* [CHALLENGES]
- 1) Transcribe the license agreement from "Additional Assurances. Both" to "purposes of this Agreement.".
- 2) According to the license agreement, why do its headings not limit or define the meaning of its provisions?
- 3) Take the license agreement further, starting after its last sentence.

* [SOURCE DOCUMENT]
All notices, requests, demands, consents and other communications given or
required to be given under this Agreement and under the related documents will
be in writing and delivered to the applicable party at its main office or any
other place as designated by the parties in writing.
1.21.
Incorporation. All exhibits, schedules, addendums, certificates, agreements and other documents attached hereto and to which
reference is made herein are incorporated by reference as if fully set forth
herein.
1.22.
Headings.
The headings used in this Agreement are inserted for purposes of convenience of
reference only and will not limit or define the meaning of any provisions of
this Agreement.
1.23.
Language. This Agreement
has been executed in the English language (except for certain exhibits, addendums and schedules to this
Agreement
which may be in either English or Spanish).
1.24.
Counterparts. This Agreement may be executed in any
number of counterparts, each of which will be deemed an original, but all of
which together will constitute one and the same instrument.
1.25.
Representations and Warranties. Licensor and
Licensee each represent and warrant that (i) it has the power and authority to grant
the rights and perform the obligations to which it commits herein; (ii) the
execution of this Agreement by the person representing it will be sufficient to
render the Agreement binding upon it; (iii) neither its performance hereunder
nor the exercise by the other party of rights granted by the warranting party
hereunder will violate any applicable laws or regulations, or the legal rights
of any Third Parties, or the terms of any other agreement to which the
warranting party is or becomes a party; and, (iv) it has and will maintain an
adequate system of internal controls and procedures for financial reporting.
Each party is separately responsible for ensuring that its performance and
grant of rights do not constitute any such violation during the term of this
Agreement. Each of the foregoing representations and warranties and any other
representations and warranties made throughout this Agreement will be deemed
provided by the parties on the Effective Date and will be continuous in nature
throughout the term of this Agreement.
1.26.
Limitation of Actions. No action,
regardless of form, arising out of any claimed breach of this Agreement or the
Software provided hereunder, may be brought by either party more than one (1)
year after the cause of action has accrued or after the statute of limitations
prescribed by Puerto Rico law, whichever is less.
1.27.
Additional Assurances. Both parties
covenant and agree that subsequent to the execution and delivery of this
Agreement and without any additional consideration, each will execute and
deliver any further legal instruments and perform any acts that are or may
become necessary to effectuate the purposes of this Agreement.

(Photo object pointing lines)
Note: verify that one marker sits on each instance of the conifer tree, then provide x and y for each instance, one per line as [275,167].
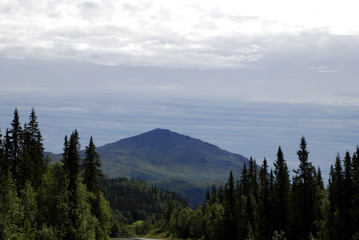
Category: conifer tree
[91,173]
[7,158]
[71,160]
[2,159]
[14,141]
[35,149]
[336,182]
[229,206]
[281,201]
[347,197]
[91,168]
[355,189]
[264,202]
[304,193]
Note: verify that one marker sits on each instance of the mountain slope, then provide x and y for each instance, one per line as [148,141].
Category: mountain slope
[171,161]
[161,155]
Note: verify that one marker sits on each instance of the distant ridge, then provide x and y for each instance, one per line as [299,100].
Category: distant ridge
[174,162]
[162,154]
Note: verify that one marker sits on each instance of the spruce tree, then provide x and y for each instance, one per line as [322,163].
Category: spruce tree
[2,159]
[264,203]
[35,149]
[71,160]
[15,139]
[304,193]
[281,201]
[347,197]
[336,184]
[229,206]
[91,168]
[355,189]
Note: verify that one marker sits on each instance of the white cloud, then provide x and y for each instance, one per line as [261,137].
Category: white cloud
[187,34]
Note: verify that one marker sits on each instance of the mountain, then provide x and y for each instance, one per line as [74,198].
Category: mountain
[172,161]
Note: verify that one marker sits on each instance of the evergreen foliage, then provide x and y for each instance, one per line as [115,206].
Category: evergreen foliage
[65,200]
[279,209]
[133,199]
[42,201]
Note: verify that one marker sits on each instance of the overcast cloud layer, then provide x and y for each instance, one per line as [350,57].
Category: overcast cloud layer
[245,75]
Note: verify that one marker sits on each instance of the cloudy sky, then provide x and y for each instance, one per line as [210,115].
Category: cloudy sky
[247,76]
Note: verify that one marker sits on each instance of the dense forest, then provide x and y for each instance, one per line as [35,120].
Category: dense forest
[43,201]
[267,203]
[72,199]
[134,199]
[69,199]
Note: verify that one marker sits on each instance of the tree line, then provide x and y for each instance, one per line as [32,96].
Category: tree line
[265,203]
[43,201]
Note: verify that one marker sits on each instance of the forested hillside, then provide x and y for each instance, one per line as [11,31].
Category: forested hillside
[133,199]
[65,200]
[42,201]
[269,204]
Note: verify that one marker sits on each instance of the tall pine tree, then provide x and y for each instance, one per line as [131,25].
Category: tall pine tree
[91,168]
[281,195]
[304,193]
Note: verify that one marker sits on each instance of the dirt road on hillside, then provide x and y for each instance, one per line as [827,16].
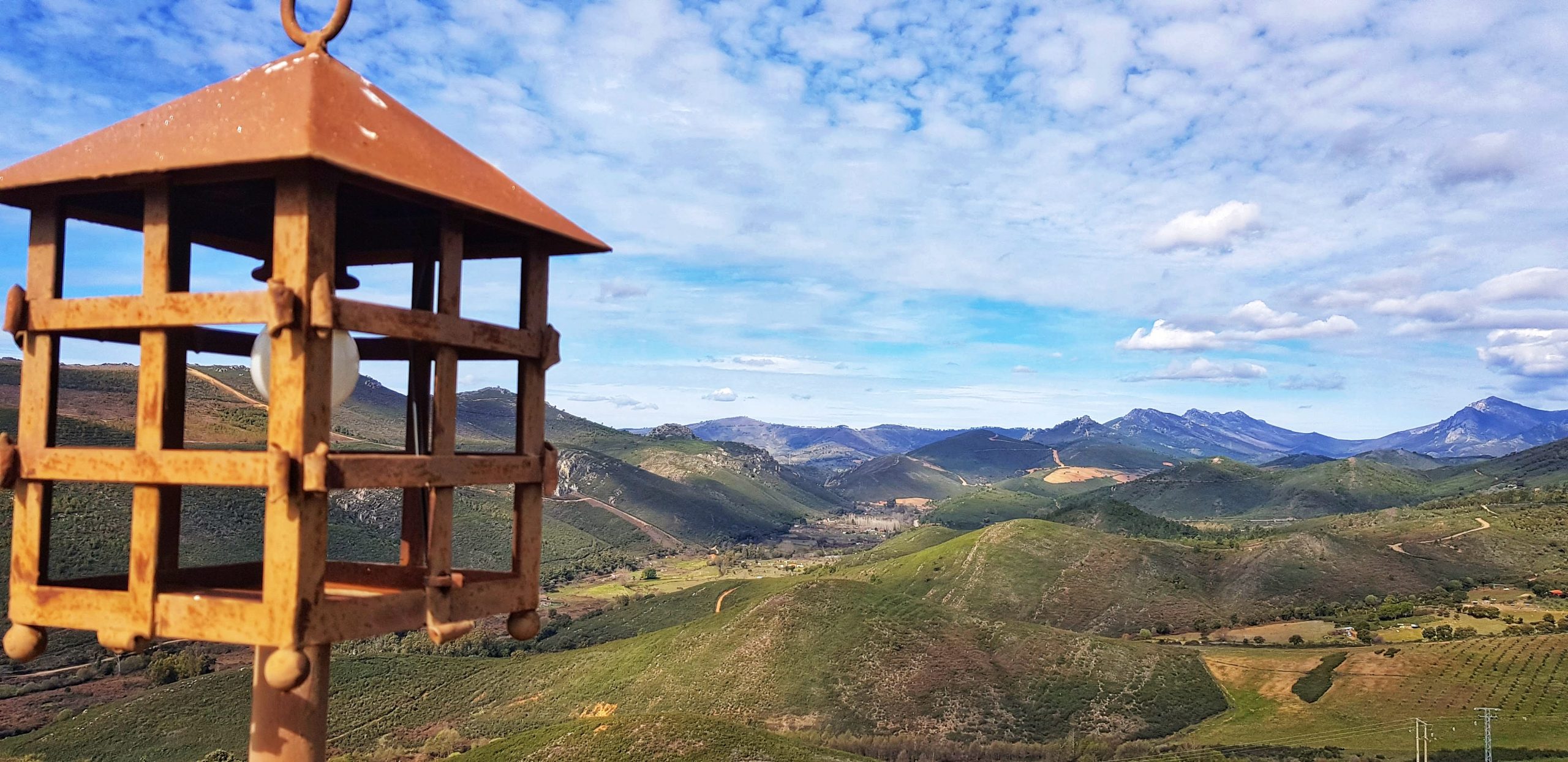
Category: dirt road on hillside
[1399,548]
[657,535]
[941,469]
[226,388]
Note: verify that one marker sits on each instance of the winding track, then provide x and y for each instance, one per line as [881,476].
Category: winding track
[1399,548]
[657,535]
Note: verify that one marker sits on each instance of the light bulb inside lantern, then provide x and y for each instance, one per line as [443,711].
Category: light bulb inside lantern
[345,366]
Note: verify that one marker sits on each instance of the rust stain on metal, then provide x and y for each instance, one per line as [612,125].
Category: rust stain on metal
[300,107]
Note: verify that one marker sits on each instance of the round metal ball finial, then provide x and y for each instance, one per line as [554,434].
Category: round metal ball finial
[26,643]
[522,625]
[318,38]
[286,668]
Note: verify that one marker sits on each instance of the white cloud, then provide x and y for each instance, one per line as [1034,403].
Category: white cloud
[1491,156]
[777,364]
[1474,307]
[1167,338]
[1202,369]
[1528,352]
[618,400]
[1216,228]
[1256,322]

* [ANSWERS TO THE PROBLEMS]
- 1)
Additional Assurances. Both parties
covenant and agree that subsequent to the execution and delivery of this
Agreement and without any additional consideration, each will execute and
deliver any further legal instruments and perform any acts that are or may
become necessary to effectuate the purposes of this Agreement.

- 2) The headings are inserted only for convenience of reference. Because of that limited purpose, they do not limit or define the meaning of any provision of the Agreement.

- 3)
ARTICLE TWO – SOFTWARE
2.1
Software. Licensor will provide the Software on
an “as-is” basis. Nothing herein will be interpreted as imposing an obligation
upon Licensor to develop new software, or upon Licensee to acquire any
additional software service from Licensor.
2.2
Modifications to Software. Licensor reserves the right to (i) modify any of the
specifications, functions or features of the Software; (ii) issue new releases
at any time; and (iii) make changes in the configuration of the rules of
operation, accessibility periods, identification procedures, type and location
of equipment, allocation and quantity of resources utilized, programming
languages, administrative and operational algorithms and designation of the
location of Licensee data applicable to the Software.
2.3
License to Use Software. There are no implied licenses under
this Agreement, and Licensor and its licensors reserve all rights, title and interest in and to the Software and any software
not expressly granted to Licensee under this Agreement. Licensor
hereby grants Licensee a nontransferable, nonexclusive, term license to access
and use the Software for internal business use only in the Territory, restricted
to the terminals-servers, Users, and SKU ordered, subject to the following
terms and conditions:
b)
Licensee may not do any of the
following without the prior written consent of Licensor:
(i)
copy
the Software or related Documentation;
(ii) remove any
copyright or other proprietary rights notices contained in the Software and
related Documentation;
(iii) use the Software
other than in accordance with this Agreement;
(iv) transfer,
sublicense or otherwise provide, directly or indirectly, the Software or any
portion thereof to any Third Party;
(v) resell the
Software to its clients; or
(vi) alter,
reverse-engineer, reverse-assemble, decompile, modify, adapt
or translate the Software from the object code made available to Licensee.
c)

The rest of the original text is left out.